**Exercise goal**
Every entry should be copied exactly, with nothing added or dropped.

[Entries taken from a collection]
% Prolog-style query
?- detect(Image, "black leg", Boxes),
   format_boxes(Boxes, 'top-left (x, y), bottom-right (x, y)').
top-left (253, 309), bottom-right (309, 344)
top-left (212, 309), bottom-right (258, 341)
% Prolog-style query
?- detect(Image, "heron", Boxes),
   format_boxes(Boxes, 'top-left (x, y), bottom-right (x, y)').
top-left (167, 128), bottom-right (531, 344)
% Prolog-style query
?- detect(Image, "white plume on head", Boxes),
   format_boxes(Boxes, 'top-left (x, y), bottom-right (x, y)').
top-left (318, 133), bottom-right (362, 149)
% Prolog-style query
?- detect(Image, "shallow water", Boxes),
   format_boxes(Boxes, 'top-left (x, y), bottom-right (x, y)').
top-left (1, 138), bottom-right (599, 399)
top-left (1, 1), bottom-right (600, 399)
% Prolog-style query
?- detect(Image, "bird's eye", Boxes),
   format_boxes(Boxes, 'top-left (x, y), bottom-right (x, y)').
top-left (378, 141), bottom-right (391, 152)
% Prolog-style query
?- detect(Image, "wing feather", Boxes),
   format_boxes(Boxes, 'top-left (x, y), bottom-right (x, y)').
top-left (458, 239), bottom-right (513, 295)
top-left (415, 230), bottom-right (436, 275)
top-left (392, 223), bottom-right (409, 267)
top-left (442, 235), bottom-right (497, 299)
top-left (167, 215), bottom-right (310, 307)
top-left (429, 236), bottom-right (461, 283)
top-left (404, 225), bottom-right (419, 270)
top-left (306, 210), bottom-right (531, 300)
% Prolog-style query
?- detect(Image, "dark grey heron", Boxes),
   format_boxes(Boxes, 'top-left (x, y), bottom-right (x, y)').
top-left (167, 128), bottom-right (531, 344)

**Answer for the task**
% Prolog-style query
?- detect(Image, "black leg", Boxes),
   format_boxes(Boxes, 'top-left (x, y), bottom-right (x, y)').
top-left (253, 309), bottom-right (309, 344)
top-left (212, 309), bottom-right (258, 341)
% Prolog-style query
?- detect(Image, "heron", Boxes),
   format_boxes(Boxes, 'top-left (x, y), bottom-right (x, y)').
top-left (167, 128), bottom-right (531, 344)
% Prolog-style query
?- detect(Image, "white plume on head", Boxes),
   format_boxes(Boxes, 'top-left (x, y), bottom-right (x, y)').
top-left (318, 133), bottom-right (362, 149)
% Prolog-style query
?- detect(Image, "shallow water", Boxes),
   format_boxes(Boxes, 'top-left (x, y), bottom-right (x, y)').
top-left (1, 138), bottom-right (599, 399)
top-left (1, 1), bottom-right (600, 399)
% Prolog-style query
?- detect(Image, "bird's eye", Boxes),
   format_boxes(Boxes, 'top-left (x, y), bottom-right (x, y)').
top-left (378, 141), bottom-right (391, 152)
% Prolog-style query
?- detect(Image, "wing feather", Boxes),
   format_boxes(Boxes, 'top-left (x, y), bottom-right (x, y)').
top-left (458, 239), bottom-right (513, 295)
top-left (415, 230), bottom-right (436, 275)
top-left (392, 223), bottom-right (409, 267)
top-left (442, 235), bottom-right (497, 299)
top-left (167, 215), bottom-right (310, 307)
top-left (429, 236), bottom-right (461, 283)
top-left (404, 225), bottom-right (419, 270)
top-left (306, 210), bottom-right (531, 300)
% Prolog-style query
?- detect(Image, "dark grey heron", Boxes),
   format_boxes(Boxes, 'top-left (x, y), bottom-right (x, y)').
top-left (167, 128), bottom-right (531, 344)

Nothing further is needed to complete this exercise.